■ Document passage ■

----

Meditation is a practice that has been around for thousands of years but learning how to meditate has become much more common today. It originated as a religious and spiritual practice, but today, it is practiced by millions of people without any religious or spiritual undertones.
I think it’s important to focus on that point. Meditation doesn’t need the “woo woo” or the hyperbole. Approach meditation like you would approach the gym. You go to the gym to strengthen your muscles and keep your body in good shape. After working out for a while, you begin to learn a bit more about your body and its strength. You begin to develop new abilities, flexibility, and skills.
A regular meditation practice is like this. You strengthen your mind and keep it in good shape. You also begin to learn a bit more about yourself through regular self-insight and introspection. You also begin to develop new tools to help you deal with things that happen to you and in your life.
Meditation also doesn’t require you to believe anything or have any expectations. There aren’t any claims or dogma. Everything about meditation requires you to simply test and see for yourself. It’s your opportunity to run an experiment in your mind. All it takes is 10 minutes, seated on a chair or cushion, with your eyes closed, to see the nature of your consciousness.
So now that we ground meditation a bit to reality, why do you want to learn how to meditate?
Meditation today is used by many people to alleviate stress, practice mindfulness, and as a way of self-insight and introspection. Studies have already shown the countless scientific benefits of meditating regularly.
Determining why you want to meditate, can help point you in the right direction in terms of what type of meditation practice is best for you. Some forms of meditation are better for introspection and clearing the mind of thoughts. Other forms of meditation are better for stress and anxiety.
Becoming clear on why you want to learn how to meditate, can help not only decide what kind of meditation to learn, but also make it easier to learn, as part of practicing is setting your focus on your intentions.
The reality is that most of us live constantly in our heads all day. We live in constant momentum, with our minds dwelling on the past or worried about the future. It’s kind of like being awake but dreaming. We’re not actually here.

----

■ Data listing ■
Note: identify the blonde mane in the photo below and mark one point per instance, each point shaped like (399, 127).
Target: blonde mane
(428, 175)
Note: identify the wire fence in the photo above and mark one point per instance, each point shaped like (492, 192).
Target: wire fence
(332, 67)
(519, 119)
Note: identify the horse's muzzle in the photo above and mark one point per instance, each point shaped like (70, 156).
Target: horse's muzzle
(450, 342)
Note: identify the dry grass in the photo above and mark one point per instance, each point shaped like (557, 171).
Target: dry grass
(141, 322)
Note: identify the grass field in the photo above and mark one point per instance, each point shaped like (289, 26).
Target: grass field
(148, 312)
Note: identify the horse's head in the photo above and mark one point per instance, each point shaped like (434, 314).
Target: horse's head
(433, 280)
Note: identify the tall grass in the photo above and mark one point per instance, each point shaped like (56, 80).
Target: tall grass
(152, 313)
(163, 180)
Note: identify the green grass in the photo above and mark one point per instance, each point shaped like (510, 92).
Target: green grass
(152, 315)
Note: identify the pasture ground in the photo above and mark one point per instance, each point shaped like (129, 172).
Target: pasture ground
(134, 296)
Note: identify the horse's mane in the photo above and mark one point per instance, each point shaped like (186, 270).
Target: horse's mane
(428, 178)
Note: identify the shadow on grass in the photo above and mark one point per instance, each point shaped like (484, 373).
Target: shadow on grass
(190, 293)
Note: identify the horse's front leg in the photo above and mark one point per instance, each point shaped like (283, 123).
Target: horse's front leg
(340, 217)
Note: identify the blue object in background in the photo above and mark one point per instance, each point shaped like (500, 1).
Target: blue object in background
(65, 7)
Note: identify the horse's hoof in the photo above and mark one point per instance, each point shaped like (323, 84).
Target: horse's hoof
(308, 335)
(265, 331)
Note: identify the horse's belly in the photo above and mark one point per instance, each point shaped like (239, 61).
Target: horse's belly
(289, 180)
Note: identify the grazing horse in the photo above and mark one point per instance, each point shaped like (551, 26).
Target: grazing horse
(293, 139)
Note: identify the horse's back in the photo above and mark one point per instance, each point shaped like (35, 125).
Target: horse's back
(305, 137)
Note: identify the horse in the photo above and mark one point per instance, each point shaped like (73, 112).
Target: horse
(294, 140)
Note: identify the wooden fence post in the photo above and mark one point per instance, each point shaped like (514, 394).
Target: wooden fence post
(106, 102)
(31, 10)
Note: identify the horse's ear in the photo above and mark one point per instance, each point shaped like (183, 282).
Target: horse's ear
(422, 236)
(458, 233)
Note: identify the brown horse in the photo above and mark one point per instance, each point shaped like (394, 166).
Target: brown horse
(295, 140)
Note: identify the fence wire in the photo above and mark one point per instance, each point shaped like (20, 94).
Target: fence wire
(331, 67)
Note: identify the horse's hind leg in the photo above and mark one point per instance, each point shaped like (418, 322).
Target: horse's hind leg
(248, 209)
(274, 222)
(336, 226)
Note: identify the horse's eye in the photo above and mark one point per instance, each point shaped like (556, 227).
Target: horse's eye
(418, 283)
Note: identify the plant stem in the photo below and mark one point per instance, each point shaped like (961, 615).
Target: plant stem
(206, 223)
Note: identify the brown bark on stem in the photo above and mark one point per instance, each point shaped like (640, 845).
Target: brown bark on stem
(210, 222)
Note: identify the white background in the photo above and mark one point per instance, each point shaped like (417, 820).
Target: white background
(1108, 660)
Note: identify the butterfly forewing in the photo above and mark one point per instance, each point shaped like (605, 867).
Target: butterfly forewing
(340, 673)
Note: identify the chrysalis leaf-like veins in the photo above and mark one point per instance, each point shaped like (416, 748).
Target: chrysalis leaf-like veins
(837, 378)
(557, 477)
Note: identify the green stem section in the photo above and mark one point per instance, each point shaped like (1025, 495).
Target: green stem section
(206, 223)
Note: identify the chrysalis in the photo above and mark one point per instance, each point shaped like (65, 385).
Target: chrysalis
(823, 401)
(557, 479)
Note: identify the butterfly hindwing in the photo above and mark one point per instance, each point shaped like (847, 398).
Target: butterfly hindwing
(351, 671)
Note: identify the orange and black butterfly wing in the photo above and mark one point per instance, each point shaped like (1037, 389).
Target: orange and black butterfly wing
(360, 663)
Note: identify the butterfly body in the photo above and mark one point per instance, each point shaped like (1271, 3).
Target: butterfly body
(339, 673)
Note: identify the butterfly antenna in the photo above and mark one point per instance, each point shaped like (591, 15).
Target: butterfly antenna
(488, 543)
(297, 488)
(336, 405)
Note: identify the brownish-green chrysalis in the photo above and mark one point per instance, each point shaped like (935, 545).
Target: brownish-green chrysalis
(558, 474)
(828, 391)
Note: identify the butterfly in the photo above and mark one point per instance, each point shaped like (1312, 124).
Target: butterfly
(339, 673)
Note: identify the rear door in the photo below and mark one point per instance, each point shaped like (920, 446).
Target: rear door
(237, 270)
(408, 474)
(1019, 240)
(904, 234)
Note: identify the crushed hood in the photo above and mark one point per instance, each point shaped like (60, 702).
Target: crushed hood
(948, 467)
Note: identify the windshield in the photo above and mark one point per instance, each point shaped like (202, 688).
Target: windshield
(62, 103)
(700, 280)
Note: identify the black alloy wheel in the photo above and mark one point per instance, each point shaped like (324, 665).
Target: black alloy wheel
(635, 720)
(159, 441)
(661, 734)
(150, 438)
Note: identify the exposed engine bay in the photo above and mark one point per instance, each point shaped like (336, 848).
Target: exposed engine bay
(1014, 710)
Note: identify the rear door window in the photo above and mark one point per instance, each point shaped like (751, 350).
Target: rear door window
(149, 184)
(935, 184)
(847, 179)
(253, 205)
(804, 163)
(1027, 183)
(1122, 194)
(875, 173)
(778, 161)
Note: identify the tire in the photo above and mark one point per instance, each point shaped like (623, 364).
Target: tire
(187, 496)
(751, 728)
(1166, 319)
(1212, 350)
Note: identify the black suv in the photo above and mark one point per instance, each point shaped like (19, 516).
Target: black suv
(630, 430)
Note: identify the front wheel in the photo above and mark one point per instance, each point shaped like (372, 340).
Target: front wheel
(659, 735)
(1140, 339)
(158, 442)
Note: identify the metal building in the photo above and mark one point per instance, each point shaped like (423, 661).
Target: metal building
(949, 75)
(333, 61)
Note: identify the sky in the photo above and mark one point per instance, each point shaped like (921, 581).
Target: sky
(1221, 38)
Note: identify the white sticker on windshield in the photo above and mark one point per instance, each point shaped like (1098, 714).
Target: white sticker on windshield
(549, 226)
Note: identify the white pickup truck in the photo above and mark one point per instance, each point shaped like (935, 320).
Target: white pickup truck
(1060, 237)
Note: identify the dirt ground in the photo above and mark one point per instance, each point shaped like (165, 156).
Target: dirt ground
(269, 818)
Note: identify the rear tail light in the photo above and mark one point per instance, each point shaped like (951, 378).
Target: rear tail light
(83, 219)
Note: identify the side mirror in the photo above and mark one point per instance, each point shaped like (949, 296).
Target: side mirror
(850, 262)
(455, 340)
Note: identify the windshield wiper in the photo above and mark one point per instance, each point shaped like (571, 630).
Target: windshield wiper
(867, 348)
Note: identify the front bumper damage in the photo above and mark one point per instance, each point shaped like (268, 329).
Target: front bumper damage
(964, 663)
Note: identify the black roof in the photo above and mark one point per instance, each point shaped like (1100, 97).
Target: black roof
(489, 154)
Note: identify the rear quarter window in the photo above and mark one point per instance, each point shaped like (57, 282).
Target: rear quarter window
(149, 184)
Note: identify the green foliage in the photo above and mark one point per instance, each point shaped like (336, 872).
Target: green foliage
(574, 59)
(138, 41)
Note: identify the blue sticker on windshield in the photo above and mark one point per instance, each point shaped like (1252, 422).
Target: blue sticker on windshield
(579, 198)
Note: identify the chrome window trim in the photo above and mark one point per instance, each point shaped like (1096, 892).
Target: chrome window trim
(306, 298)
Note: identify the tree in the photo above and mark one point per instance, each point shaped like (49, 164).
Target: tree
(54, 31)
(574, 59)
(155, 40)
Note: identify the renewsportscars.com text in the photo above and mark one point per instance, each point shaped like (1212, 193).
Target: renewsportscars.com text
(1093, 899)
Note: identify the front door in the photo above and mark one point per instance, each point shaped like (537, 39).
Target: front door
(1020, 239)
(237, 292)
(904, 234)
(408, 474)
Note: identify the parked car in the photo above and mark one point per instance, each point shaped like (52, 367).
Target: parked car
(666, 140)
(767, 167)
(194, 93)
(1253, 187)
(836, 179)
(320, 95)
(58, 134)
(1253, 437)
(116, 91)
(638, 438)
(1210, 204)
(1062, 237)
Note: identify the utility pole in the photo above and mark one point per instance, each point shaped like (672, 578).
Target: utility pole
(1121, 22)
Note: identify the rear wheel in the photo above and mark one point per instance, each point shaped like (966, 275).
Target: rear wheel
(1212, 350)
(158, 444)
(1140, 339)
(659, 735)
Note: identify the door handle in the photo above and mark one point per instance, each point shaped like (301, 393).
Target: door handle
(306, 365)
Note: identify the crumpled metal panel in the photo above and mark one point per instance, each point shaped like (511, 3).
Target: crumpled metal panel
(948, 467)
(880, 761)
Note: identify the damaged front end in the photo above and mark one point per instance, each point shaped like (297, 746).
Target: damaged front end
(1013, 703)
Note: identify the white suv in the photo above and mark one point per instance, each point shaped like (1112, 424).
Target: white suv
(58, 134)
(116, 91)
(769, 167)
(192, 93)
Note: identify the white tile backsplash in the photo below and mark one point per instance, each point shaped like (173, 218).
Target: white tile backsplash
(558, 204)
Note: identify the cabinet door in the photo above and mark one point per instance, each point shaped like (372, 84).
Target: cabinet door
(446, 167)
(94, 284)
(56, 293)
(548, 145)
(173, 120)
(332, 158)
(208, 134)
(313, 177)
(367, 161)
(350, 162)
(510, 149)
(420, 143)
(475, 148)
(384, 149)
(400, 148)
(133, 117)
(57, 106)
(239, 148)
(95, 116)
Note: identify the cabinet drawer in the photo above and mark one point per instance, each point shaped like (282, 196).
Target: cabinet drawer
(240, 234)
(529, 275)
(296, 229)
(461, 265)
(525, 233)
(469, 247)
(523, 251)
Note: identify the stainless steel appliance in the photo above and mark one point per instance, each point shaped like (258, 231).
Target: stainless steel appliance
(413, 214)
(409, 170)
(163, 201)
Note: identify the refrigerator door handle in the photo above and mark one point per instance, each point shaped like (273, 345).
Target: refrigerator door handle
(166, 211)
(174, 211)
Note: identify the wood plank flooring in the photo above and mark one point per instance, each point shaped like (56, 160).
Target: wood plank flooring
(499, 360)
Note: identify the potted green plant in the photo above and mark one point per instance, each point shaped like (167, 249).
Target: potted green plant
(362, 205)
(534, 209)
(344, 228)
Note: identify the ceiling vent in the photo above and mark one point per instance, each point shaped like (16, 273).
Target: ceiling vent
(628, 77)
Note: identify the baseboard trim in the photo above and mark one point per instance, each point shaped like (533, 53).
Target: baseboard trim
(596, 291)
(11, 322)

----

■ Task requirements ■
[1] In the text on meditation, reproduce the words from "So now that" up to and including "of meditating regularly." with no changes.
[2] According to the text on meditation, what did meditation start out as?

■ Task responses ■
[1]
So now that we ground meditation a bit to reality, why do you want to learn how to meditate?
Meditation today is used by many people to alleviate stress, practice mindfulness, and as a way of self-insight and introspection. Studies have already shown the countless scientific benefits of meditating regularly.

[2] A religious and spiritual practice.